Task data below:

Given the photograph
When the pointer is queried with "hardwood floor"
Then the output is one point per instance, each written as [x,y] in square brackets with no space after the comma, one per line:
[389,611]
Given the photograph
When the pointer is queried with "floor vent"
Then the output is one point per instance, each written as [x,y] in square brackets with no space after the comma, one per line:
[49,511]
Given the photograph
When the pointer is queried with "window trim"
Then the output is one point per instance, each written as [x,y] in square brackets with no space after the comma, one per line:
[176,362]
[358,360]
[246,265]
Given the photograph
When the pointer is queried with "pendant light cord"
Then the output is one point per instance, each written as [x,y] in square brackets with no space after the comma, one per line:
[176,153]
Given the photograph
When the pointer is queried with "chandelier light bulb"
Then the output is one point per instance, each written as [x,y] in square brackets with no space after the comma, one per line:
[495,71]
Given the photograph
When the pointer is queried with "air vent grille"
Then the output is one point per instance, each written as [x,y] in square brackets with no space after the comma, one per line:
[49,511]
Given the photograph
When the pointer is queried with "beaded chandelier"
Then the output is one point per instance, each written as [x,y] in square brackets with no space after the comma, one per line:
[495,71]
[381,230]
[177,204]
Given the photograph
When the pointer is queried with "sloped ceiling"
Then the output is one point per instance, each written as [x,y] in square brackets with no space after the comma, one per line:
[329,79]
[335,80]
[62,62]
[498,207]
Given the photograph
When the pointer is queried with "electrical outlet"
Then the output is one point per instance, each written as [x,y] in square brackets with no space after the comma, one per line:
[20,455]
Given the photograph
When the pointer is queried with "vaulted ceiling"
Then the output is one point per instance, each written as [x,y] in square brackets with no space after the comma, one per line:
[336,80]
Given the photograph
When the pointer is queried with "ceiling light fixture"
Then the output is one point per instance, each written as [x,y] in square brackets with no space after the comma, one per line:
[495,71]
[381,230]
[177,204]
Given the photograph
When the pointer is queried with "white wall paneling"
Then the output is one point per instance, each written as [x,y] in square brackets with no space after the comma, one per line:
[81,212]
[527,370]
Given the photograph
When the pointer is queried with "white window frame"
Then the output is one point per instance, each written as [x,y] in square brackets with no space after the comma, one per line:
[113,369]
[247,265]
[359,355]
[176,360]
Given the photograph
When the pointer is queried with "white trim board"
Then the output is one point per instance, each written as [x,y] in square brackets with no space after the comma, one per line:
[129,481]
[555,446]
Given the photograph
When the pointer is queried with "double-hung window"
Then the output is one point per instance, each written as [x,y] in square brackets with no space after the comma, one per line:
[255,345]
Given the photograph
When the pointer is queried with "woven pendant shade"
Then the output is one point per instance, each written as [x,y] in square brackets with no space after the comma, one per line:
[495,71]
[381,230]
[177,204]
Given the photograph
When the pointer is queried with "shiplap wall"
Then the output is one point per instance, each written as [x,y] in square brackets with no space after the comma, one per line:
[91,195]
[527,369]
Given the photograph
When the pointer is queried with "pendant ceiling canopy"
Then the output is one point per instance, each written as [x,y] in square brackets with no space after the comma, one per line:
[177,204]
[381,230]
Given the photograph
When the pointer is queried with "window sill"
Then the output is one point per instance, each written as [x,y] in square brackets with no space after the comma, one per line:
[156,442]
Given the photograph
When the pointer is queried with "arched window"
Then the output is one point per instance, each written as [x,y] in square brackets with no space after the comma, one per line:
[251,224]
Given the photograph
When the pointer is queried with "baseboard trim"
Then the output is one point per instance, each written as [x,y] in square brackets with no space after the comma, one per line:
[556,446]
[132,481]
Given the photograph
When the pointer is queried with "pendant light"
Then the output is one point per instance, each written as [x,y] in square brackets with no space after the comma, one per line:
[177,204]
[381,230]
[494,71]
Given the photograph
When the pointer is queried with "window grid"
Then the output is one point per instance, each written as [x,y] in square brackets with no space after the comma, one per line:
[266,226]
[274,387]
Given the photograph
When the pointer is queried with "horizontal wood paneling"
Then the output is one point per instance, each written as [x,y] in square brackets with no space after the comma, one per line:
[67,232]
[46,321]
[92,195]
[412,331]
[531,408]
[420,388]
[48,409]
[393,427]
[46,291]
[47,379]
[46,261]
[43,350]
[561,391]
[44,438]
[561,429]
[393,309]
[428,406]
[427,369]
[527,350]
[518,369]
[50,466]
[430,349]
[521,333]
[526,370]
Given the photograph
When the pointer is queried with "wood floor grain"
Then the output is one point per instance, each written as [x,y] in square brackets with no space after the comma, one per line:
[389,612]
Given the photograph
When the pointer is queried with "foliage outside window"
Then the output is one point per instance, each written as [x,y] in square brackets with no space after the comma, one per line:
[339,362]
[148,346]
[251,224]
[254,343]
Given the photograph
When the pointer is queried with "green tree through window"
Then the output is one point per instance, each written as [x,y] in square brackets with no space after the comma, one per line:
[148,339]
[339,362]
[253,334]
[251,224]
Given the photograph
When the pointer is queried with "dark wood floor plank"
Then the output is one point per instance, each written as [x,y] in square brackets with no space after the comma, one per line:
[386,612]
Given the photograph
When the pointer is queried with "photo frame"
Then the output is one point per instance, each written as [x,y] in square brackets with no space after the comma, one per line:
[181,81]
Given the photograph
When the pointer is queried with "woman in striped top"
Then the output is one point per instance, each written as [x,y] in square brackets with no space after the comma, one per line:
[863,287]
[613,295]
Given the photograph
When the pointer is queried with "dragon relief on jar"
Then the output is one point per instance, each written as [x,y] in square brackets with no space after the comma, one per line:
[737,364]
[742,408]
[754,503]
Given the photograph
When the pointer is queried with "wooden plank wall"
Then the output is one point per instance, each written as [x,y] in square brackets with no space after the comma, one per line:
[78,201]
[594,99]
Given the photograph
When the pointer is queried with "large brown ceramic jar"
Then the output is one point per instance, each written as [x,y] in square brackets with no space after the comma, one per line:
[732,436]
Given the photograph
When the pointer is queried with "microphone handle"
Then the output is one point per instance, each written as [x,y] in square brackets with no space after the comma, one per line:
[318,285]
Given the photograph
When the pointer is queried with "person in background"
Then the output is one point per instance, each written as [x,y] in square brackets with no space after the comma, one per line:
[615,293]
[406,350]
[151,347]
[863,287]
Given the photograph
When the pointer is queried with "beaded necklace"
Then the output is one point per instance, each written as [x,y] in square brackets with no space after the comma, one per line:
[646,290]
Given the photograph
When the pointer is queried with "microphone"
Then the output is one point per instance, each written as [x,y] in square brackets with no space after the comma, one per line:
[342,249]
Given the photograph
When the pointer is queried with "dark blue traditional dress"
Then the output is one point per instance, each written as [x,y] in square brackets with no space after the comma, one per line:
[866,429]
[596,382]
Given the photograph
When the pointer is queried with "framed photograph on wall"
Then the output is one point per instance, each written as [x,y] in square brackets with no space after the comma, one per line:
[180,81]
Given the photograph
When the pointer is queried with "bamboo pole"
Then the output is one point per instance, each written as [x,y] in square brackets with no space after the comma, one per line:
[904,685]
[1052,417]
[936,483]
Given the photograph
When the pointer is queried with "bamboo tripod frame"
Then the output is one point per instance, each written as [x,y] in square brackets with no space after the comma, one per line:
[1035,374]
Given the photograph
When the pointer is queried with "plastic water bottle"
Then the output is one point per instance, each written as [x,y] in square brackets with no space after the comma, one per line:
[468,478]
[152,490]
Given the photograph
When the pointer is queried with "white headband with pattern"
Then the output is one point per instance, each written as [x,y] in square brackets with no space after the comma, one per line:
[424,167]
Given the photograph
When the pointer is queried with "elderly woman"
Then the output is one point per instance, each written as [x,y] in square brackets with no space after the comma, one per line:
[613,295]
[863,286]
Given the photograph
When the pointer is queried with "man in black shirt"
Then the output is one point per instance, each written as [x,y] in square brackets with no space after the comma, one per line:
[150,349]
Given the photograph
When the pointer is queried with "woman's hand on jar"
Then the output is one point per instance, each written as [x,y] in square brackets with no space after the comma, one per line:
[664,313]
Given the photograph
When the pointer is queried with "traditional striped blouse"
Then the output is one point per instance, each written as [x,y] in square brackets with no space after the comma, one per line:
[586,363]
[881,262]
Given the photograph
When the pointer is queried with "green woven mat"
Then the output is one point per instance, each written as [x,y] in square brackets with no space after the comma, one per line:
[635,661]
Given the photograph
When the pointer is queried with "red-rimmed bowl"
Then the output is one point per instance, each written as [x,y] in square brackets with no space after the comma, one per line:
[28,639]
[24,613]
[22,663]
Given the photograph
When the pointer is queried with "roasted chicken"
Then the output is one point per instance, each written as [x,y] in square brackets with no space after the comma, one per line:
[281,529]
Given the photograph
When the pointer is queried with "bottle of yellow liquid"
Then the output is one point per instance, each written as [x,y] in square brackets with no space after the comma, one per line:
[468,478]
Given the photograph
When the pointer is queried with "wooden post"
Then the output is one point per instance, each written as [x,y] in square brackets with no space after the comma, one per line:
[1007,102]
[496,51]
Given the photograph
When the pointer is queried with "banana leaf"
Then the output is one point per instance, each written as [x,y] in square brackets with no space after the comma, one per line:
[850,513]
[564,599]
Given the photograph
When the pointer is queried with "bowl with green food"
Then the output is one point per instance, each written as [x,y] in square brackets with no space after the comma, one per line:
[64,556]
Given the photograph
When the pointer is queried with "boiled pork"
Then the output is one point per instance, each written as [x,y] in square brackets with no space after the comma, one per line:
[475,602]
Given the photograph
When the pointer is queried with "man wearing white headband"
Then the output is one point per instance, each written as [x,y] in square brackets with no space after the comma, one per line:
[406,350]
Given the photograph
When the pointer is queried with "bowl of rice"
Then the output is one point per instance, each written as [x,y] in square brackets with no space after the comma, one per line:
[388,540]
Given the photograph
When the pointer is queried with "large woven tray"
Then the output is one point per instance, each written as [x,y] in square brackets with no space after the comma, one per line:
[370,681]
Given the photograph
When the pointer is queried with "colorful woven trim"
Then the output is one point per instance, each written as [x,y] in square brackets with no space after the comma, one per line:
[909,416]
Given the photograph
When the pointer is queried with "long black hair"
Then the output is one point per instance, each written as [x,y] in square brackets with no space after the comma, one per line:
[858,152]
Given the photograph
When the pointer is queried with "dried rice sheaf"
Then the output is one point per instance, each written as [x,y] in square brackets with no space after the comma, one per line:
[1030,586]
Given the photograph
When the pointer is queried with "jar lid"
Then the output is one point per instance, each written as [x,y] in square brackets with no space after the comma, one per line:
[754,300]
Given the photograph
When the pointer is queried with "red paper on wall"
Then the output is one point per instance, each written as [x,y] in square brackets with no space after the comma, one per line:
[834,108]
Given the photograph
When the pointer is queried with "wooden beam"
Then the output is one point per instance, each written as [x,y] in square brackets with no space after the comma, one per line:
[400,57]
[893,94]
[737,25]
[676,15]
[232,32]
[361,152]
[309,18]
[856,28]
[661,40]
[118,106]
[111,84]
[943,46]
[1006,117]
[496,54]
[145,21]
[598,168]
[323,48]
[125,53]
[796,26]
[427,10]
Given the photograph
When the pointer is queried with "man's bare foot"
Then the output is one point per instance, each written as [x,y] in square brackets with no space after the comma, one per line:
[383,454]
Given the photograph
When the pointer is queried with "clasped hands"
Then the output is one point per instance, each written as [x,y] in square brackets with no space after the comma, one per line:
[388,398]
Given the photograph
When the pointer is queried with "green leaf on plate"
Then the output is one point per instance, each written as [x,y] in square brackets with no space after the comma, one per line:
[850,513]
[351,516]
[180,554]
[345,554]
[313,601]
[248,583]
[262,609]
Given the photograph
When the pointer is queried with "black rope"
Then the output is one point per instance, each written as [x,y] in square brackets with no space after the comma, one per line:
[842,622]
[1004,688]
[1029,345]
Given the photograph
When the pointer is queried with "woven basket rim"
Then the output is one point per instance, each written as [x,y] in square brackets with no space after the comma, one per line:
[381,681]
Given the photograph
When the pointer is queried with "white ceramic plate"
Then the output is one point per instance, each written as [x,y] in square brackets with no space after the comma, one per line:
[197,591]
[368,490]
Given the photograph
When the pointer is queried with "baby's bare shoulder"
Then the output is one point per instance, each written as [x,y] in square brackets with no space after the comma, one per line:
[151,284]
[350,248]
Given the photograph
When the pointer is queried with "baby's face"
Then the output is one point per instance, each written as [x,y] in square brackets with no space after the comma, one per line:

End of Task data.

--- Exercise requirements ---
Take every line above that includes "striped" and list it.

--- Solved exercise ---
When the pointer is queried with "woman in striped top"
When the pointer is queried with "traditional striped blouse"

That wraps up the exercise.